(Photo object pointing rows)

---*---

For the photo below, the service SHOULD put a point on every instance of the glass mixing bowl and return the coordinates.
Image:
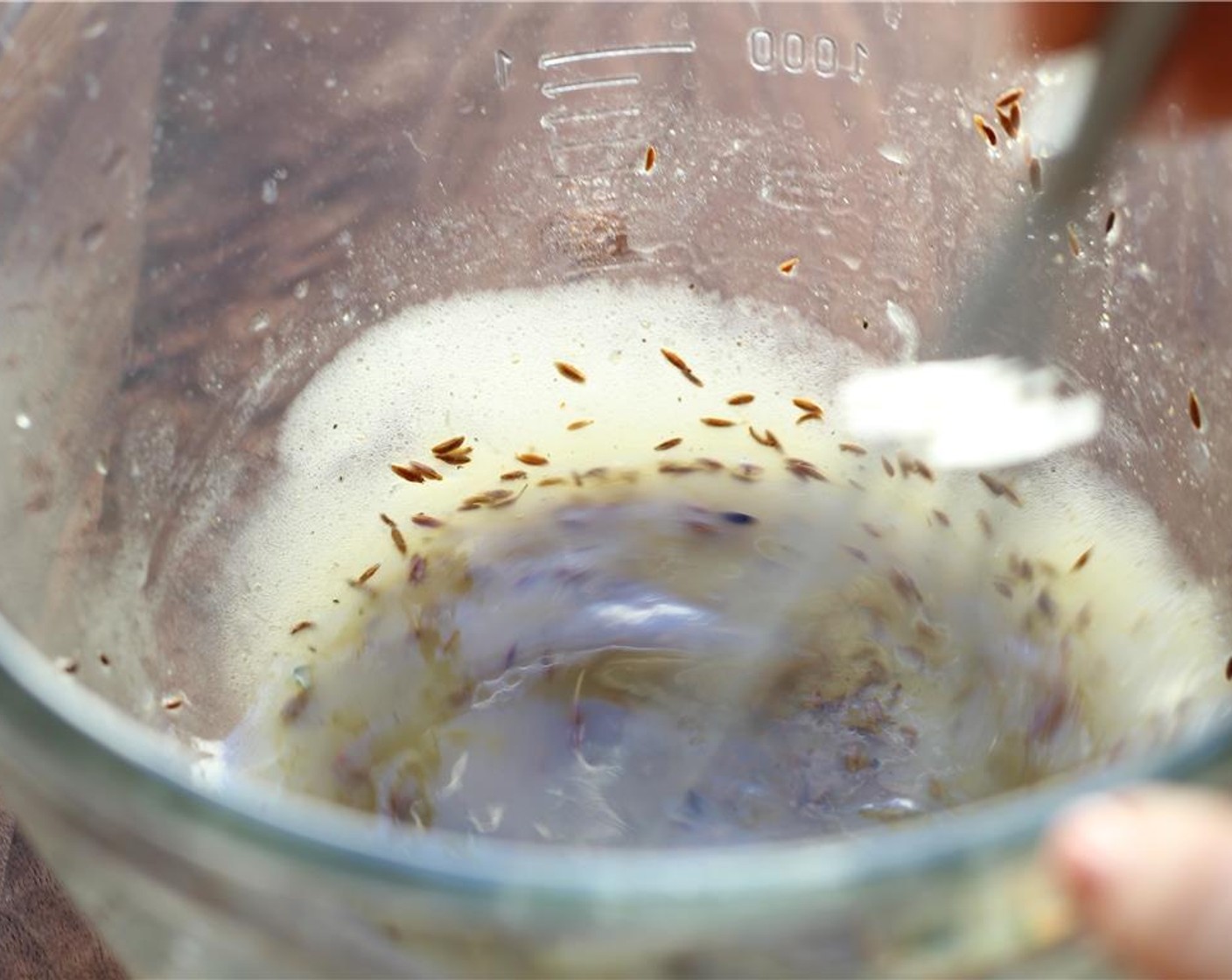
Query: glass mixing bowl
(201, 205)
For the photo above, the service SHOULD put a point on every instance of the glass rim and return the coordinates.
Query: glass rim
(154, 772)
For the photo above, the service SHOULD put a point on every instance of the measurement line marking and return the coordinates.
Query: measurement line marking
(615, 81)
(573, 57)
(564, 116)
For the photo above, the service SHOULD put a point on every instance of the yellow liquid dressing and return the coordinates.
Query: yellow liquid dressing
(710, 642)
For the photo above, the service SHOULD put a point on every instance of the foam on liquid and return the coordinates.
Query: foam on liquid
(1129, 640)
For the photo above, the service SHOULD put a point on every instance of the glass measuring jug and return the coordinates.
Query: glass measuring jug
(206, 205)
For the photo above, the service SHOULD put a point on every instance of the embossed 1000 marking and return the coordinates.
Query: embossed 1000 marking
(797, 54)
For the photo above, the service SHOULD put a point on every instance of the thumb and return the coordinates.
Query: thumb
(1150, 873)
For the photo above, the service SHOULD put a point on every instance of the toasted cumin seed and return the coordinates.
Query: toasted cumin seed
(405, 472)
(999, 488)
(570, 373)
(676, 361)
(449, 445)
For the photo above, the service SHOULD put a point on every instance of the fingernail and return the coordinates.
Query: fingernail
(1095, 842)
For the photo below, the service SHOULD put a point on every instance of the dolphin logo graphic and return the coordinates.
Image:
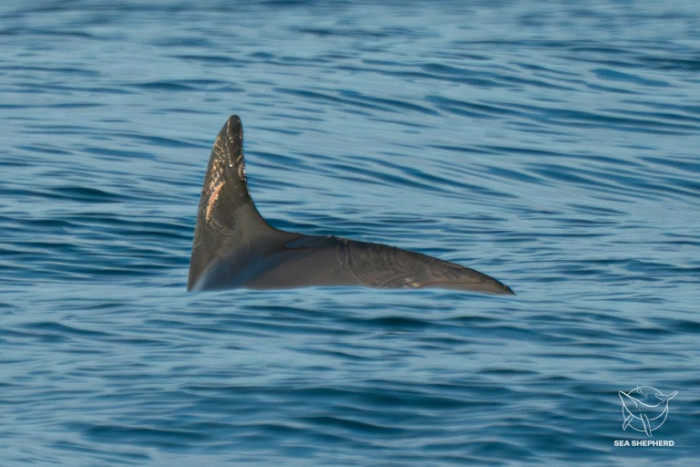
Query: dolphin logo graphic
(644, 408)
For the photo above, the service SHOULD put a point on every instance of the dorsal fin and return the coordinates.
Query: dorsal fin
(227, 216)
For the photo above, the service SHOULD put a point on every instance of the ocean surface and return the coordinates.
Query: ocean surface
(552, 145)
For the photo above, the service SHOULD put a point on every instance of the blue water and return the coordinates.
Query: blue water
(552, 145)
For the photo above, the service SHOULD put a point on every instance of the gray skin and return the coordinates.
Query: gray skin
(234, 246)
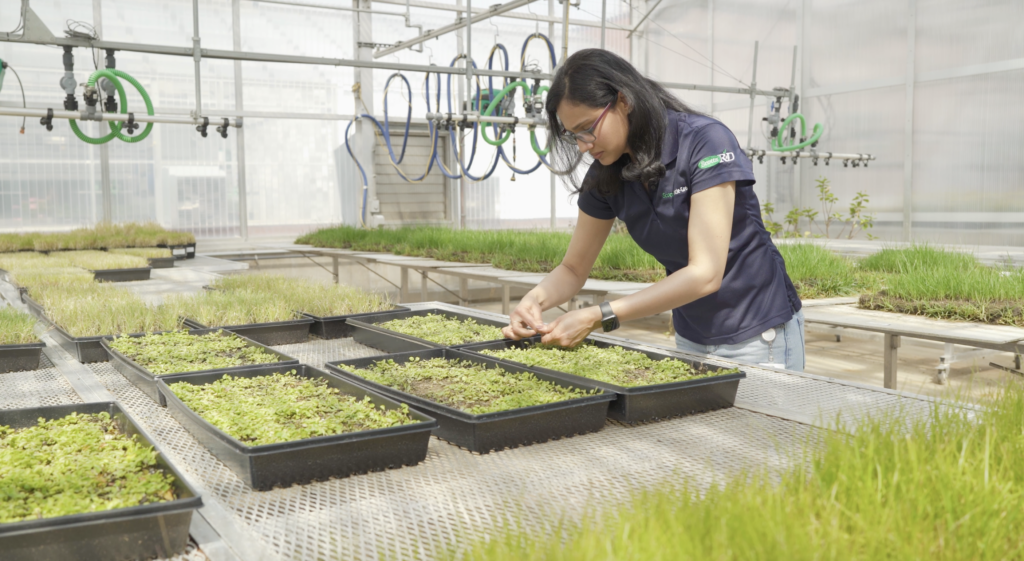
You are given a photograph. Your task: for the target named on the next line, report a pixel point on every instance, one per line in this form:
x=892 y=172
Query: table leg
x=403 y=291
x=892 y=344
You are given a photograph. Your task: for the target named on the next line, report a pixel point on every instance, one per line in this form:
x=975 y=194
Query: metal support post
x=198 y=56
x=105 y=190
x=911 y=28
x=754 y=87
x=365 y=103
x=892 y=343
x=240 y=157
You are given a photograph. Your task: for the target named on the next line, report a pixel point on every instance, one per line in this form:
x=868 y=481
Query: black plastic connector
x=48 y=120
x=202 y=128
x=222 y=129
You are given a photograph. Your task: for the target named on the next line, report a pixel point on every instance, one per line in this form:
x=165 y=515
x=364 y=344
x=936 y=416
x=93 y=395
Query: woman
x=685 y=189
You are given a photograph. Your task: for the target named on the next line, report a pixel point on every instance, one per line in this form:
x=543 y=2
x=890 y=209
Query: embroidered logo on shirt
x=713 y=161
x=679 y=190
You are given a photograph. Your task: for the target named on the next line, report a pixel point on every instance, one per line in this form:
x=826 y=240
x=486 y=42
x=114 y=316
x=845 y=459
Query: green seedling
x=610 y=364
x=179 y=351
x=468 y=386
x=16 y=327
x=79 y=464
x=284 y=407
x=443 y=330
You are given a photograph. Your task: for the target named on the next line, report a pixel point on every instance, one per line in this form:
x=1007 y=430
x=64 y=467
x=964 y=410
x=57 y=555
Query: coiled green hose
x=778 y=143
x=113 y=75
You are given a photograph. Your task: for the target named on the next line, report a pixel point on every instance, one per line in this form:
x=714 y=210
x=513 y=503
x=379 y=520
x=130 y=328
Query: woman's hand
x=571 y=329
x=524 y=320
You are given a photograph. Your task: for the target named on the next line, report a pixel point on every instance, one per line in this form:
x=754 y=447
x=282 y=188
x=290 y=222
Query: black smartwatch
x=609 y=321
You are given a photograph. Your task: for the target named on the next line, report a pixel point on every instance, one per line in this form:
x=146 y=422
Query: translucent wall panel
x=856 y=41
x=958 y=33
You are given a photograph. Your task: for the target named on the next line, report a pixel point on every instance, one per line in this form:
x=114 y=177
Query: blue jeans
x=787 y=348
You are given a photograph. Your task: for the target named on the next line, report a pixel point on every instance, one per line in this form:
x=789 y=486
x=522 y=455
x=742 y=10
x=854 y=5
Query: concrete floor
x=858 y=357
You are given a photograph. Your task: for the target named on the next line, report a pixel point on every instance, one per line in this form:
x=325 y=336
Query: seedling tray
x=373 y=320
x=284 y=464
x=122 y=275
x=20 y=357
x=84 y=349
x=271 y=335
x=144 y=531
x=336 y=327
x=145 y=381
x=638 y=403
x=493 y=431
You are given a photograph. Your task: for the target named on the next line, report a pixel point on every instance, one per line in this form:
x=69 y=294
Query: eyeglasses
x=586 y=136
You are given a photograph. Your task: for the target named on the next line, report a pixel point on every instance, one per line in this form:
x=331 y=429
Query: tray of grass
x=159 y=258
x=143 y=357
x=19 y=348
x=84 y=481
x=648 y=385
x=279 y=427
x=435 y=327
x=480 y=403
x=260 y=317
x=82 y=315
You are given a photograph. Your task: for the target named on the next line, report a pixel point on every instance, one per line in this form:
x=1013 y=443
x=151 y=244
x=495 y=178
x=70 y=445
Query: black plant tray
x=162 y=262
x=639 y=403
x=271 y=335
x=336 y=327
x=493 y=431
x=122 y=275
x=374 y=319
x=299 y=462
x=187 y=250
x=84 y=349
x=20 y=357
x=144 y=531
x=145 y=381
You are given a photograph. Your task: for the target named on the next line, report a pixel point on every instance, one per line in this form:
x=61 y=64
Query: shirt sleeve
x=716 y=158
x=593 y=203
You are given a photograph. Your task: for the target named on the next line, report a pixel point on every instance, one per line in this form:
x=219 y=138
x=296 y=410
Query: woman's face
x=610 y=132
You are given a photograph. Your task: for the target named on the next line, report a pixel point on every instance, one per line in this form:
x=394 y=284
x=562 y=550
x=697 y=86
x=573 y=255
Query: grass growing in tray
x=471 y=387
x=96 y=309
x=941 y=485
x=179 y=351
x=146 y=253
x=928 y=281
x=101 y=260
x=443 y=330
x=284 y=407
x=15 y=327
x=78 y=464
x=309 y=296
x=103 y=235
x=611 y=364
x=817 y=272
x=219 y=308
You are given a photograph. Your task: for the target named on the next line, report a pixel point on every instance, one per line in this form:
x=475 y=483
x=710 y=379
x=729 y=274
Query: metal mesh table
x=456 y=497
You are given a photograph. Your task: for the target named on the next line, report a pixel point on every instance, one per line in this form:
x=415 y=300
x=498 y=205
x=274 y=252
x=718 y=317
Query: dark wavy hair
x=595 y=78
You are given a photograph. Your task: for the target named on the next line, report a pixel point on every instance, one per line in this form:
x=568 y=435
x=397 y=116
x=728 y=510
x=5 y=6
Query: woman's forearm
x=557 y=288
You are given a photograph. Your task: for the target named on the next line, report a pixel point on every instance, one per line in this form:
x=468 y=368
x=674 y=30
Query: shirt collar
x=670 y=146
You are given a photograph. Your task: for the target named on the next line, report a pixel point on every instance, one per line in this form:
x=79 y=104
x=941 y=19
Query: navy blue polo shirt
x=700 y=153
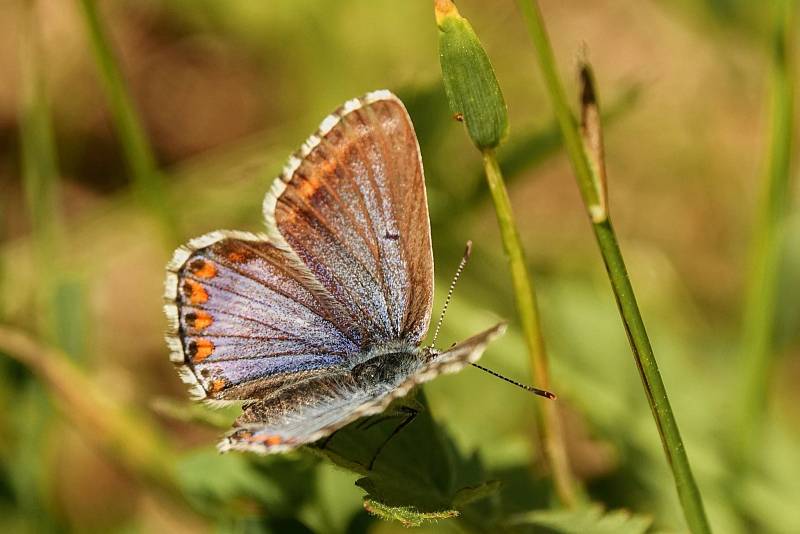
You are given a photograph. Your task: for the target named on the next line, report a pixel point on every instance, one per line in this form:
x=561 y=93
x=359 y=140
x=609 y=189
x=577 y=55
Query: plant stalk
x=141 y=162
x=525 y=300
x=767 y=242
x=592 y=188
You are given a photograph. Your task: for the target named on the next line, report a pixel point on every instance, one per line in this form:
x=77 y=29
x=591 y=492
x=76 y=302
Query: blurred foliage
x=225 y=92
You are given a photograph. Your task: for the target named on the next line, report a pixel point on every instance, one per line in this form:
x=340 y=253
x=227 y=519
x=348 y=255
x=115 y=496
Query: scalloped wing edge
x=177 y=353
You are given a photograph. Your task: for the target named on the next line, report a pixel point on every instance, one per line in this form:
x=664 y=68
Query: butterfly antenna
x=461 y=265
x=536 y=391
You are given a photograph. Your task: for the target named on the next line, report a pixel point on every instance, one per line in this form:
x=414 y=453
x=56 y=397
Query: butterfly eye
x=366 y=373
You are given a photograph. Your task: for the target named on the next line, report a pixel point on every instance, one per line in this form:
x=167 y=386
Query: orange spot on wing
x=200 y=349
x=216 y=385
x=308 y=187
x=202 y=268
x=199 y=320
x=195 y=292
x=329 y=166
x=269 y=441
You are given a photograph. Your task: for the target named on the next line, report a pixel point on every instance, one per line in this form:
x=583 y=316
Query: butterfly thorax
x=388 y=364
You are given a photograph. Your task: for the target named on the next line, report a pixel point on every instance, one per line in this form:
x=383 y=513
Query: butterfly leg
x=409 y=415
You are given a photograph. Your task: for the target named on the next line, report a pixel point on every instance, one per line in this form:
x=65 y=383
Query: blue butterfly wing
x=243 y=321
x=306 y=411
x=351 y=205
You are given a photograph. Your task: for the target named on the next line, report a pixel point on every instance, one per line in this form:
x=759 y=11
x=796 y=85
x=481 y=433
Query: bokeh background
x=226 y=90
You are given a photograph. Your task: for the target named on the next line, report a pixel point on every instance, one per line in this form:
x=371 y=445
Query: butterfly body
x=319 y=321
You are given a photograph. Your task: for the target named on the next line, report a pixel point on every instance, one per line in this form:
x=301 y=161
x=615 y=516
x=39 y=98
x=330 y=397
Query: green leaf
x=235 y=484
x=469 y=79
x=405 y=514
x=419 y=471
x=593 y=519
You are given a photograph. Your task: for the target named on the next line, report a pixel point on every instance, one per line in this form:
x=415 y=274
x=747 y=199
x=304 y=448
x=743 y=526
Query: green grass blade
x=147 y=180
x=591 y=190
x=767 y=239
x=475 y=97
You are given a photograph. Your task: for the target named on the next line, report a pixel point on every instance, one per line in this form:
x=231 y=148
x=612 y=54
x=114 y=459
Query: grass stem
x=525 y=300
x=592 y=188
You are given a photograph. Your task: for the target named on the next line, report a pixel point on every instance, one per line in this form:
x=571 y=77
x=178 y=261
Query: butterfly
x=319 y=321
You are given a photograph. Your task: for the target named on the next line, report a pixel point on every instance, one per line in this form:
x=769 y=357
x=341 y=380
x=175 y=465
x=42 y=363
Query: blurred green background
x=226 y=91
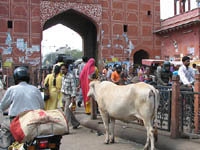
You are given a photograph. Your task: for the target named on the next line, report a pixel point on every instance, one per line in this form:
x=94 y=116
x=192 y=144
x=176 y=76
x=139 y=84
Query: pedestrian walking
x=186 y=73
x=53 y=81
x=68 y=95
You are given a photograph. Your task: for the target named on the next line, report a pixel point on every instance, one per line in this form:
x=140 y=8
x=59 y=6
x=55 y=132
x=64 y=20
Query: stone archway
x=85 y=19
x=139 y=55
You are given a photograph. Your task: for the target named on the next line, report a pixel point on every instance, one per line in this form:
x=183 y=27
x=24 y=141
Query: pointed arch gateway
x=82 y=18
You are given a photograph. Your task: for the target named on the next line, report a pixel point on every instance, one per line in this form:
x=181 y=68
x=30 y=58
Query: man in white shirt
x=22 y=96
x=186 y=73
x=19 y=98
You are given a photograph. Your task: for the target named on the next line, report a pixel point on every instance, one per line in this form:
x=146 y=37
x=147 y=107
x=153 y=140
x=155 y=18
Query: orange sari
x=88 y=69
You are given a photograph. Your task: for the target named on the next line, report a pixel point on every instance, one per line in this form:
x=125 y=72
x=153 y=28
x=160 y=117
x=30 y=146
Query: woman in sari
x=53 y=81
x=88 y=73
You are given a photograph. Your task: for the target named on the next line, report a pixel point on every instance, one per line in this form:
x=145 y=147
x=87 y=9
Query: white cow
x=125 y=102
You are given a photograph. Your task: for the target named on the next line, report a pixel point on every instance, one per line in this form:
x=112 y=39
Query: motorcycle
x=42 y=142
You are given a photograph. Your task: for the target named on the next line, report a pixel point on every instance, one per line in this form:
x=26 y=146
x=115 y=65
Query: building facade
x=180 y=34
x=112 y=30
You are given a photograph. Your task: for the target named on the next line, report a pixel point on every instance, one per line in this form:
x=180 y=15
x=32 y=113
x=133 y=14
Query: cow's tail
x=156 y=104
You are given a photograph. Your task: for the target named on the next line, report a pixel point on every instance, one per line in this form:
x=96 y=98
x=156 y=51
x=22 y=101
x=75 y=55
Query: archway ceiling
x=71 y=19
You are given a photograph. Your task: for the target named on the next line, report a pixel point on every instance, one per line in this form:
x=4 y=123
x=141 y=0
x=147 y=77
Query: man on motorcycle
x=22 y=96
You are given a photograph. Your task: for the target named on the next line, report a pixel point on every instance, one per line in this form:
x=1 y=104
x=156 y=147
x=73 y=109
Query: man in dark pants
x=68 y=95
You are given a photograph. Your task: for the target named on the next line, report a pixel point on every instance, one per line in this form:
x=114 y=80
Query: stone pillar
x=196 y=103
x=175 y=110
x=93 y=108
x=175 y=7
x=189 y=5
x=180 y=7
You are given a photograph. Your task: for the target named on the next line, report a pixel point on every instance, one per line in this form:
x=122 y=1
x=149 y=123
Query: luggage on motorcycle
x=16 y=146
x=26 y=126
x=5 y=135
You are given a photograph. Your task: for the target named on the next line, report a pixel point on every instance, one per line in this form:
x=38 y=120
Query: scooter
x=42 y=142
x=45 y=142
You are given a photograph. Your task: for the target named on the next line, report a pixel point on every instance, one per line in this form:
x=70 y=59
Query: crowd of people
x=157 y=74
x=68 y=85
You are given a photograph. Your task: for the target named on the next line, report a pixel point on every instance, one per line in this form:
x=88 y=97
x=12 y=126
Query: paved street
x=86 y=139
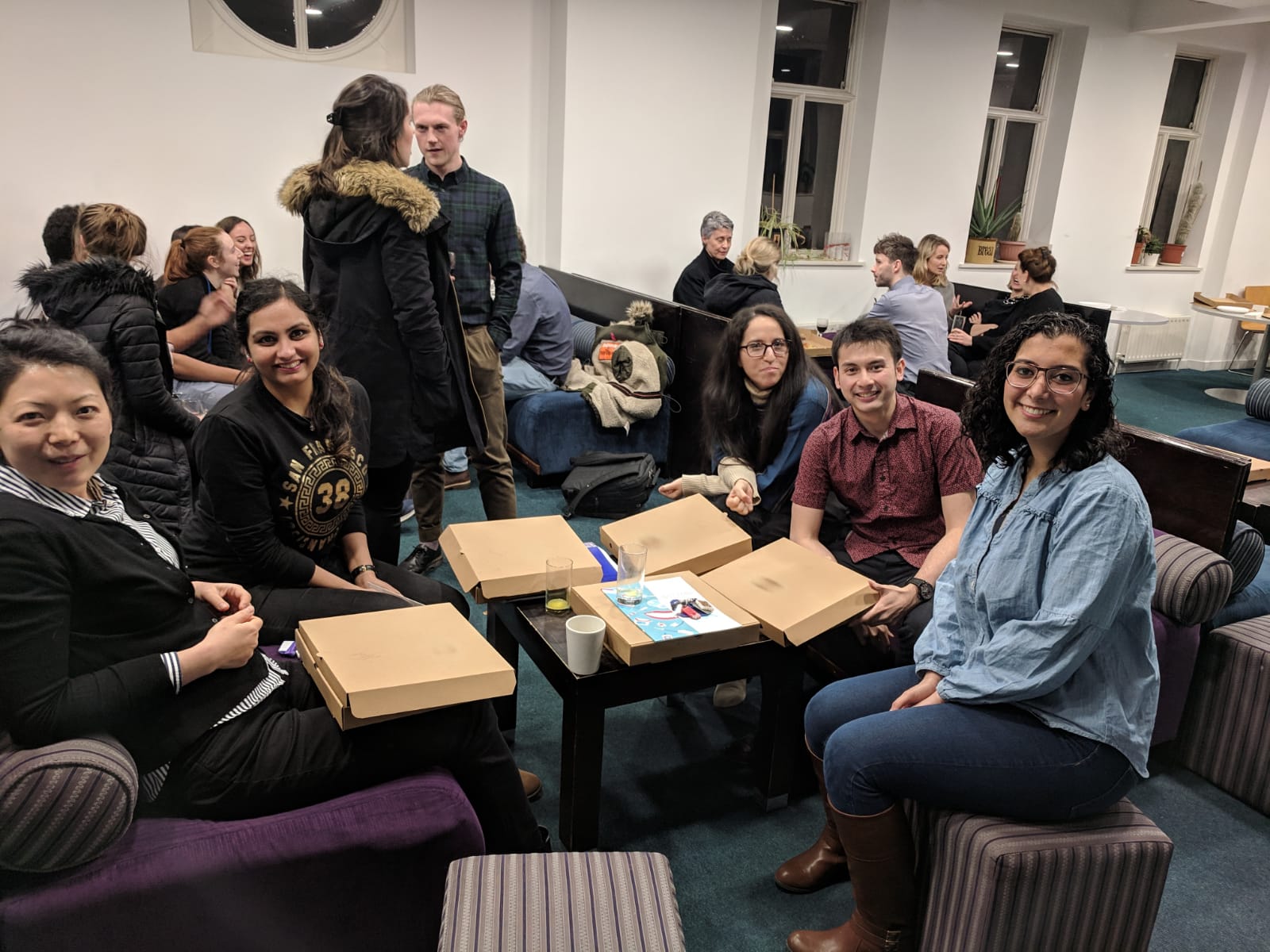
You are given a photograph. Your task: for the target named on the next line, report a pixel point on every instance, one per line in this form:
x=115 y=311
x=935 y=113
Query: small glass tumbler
x=559 y=578
x=630 y=574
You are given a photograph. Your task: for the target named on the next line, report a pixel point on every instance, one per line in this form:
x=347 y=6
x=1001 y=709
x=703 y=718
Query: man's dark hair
x=1095 y=432
x=868 y=330
x=60 y=234
x=899 y=248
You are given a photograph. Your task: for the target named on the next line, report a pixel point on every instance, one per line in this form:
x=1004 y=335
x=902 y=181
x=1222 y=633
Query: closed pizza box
x=379 y=666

---*---

**TO DO:** Reproduce the rows from the very start through the line containing "(1129, 640)", inclusive, with requests kept unchanged and every coordinate in the answers increased by 118. Omit the pictures from your output.

**FULL ANSWER:**
For the photo below, the service SHOULD put a point on every instance of the glass mixing bowl and return the coordinates.
Image:
Query: glass mixing bowl
(319, 323)
For the photo above, the service SHOULD put a point on every instance of the glass rim and return the coordinates.
Query: glass rim
(272, 890)
For the photo above, the service SHOULD put a point on every instance of the measurement line marking and return the coordinates.
Query: measurement line marking
(733, 199)
(691, 175)
(682, 234)
For the photo above, the service SHOULD put a point on every instance of the yellow liquid dressing and return the coordinates.
Query: yellow liquid dressing
(828, 760)
For the photo above, the service SHOULD put a point on every instance of the foam on liquid and return the coordinates.
Query: foam on liquid
(1247, 758)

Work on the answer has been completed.